#### YOUR TASK
Look through the records, and wherever the string "detect" turns up, copy out that line.

#### SUPPLIED RECORDS
=-=-=-=-=

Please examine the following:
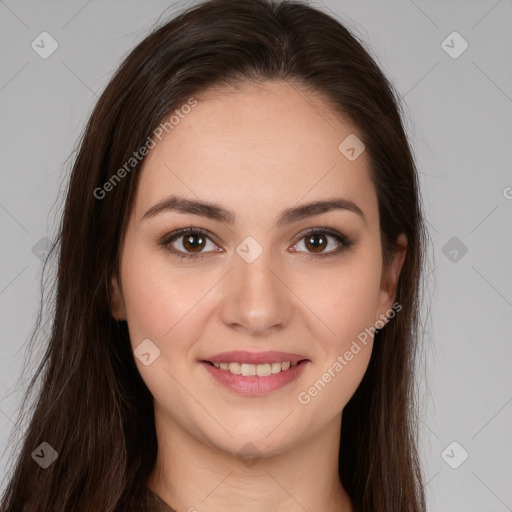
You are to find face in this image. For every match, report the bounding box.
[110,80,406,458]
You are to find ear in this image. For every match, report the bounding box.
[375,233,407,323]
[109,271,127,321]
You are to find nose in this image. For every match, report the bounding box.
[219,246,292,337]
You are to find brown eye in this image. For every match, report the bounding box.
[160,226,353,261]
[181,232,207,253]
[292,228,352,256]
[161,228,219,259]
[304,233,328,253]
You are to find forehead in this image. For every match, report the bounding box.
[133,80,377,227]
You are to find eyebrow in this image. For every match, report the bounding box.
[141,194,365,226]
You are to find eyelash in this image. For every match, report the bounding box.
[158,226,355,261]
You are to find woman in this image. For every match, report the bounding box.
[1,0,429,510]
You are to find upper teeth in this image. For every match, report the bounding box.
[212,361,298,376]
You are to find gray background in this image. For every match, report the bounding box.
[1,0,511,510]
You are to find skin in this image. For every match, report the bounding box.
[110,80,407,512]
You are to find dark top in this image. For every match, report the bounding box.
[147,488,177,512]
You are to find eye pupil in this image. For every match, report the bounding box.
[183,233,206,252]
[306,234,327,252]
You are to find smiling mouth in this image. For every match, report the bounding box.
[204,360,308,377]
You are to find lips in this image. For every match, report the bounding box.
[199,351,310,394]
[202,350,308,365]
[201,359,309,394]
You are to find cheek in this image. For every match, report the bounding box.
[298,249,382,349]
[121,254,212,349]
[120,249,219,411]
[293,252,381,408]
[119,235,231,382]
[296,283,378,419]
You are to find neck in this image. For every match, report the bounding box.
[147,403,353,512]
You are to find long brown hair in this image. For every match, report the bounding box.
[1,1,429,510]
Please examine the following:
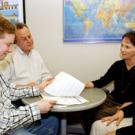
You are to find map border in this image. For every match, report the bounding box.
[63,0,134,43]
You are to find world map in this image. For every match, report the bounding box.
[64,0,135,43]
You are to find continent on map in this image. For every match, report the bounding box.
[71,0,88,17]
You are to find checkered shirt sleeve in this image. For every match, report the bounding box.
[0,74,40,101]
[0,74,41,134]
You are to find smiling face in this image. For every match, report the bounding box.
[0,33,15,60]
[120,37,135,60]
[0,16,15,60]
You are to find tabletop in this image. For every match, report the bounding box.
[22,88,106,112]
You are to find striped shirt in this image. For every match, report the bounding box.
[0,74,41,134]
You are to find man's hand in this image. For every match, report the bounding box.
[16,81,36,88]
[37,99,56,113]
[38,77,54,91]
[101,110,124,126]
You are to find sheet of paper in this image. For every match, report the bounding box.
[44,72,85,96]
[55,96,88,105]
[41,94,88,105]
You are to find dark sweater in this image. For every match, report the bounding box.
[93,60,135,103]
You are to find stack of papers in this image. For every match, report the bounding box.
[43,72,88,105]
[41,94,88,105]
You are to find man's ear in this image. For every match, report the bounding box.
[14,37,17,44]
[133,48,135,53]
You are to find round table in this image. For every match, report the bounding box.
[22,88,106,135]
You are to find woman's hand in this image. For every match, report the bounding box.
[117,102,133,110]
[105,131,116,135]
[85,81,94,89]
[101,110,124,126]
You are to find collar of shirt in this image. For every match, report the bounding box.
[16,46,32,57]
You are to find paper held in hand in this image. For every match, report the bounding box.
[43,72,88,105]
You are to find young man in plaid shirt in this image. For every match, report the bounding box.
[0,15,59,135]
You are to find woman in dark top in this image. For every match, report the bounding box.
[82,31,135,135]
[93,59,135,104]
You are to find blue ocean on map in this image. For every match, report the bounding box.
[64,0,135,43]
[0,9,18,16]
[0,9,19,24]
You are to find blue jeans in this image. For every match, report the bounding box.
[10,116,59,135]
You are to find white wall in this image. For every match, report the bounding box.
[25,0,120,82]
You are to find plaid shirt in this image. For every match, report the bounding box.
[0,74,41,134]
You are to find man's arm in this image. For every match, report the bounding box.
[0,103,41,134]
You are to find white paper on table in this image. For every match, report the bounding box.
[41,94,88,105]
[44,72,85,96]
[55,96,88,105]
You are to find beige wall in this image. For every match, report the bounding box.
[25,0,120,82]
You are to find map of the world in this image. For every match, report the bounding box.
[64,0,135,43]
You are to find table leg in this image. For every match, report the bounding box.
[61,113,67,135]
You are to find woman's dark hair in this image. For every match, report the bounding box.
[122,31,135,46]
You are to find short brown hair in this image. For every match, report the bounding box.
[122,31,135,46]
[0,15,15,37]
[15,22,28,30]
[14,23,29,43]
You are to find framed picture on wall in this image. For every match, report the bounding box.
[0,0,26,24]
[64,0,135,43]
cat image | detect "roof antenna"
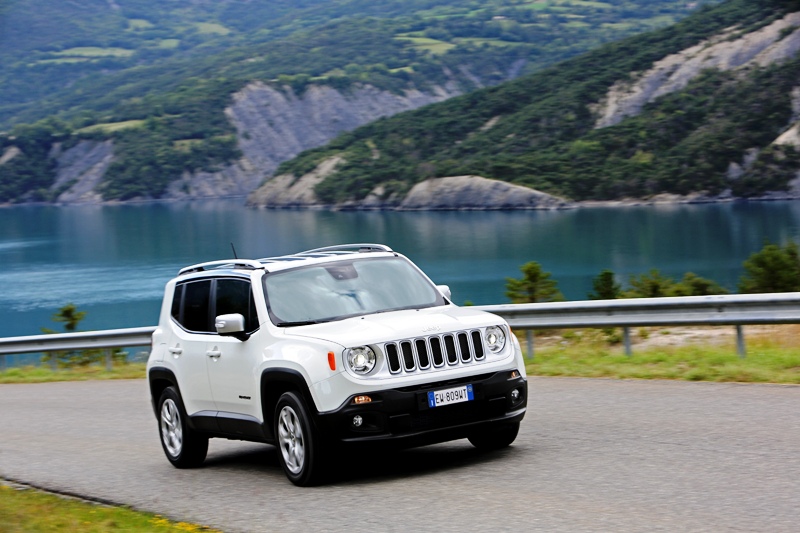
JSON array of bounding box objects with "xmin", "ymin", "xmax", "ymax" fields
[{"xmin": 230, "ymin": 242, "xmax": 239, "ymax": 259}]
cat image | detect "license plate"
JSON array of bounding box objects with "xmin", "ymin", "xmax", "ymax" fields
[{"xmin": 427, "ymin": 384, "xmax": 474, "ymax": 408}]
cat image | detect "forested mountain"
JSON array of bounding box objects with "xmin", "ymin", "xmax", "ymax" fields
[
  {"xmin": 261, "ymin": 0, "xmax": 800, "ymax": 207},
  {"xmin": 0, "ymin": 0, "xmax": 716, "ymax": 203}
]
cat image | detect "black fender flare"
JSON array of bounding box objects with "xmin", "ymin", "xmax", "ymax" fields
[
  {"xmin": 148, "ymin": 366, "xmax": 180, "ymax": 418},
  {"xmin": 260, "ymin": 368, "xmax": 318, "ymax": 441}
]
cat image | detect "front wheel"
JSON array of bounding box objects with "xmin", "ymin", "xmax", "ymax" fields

=-=-=-=-=

#### COMPLETED EXERCISE
cat image | detect "roof antenna"
cat image | detect "license plate"
cat image | detect "forested mountain"
cat image | detect "black fender flare"
cat image | detect "front wheel"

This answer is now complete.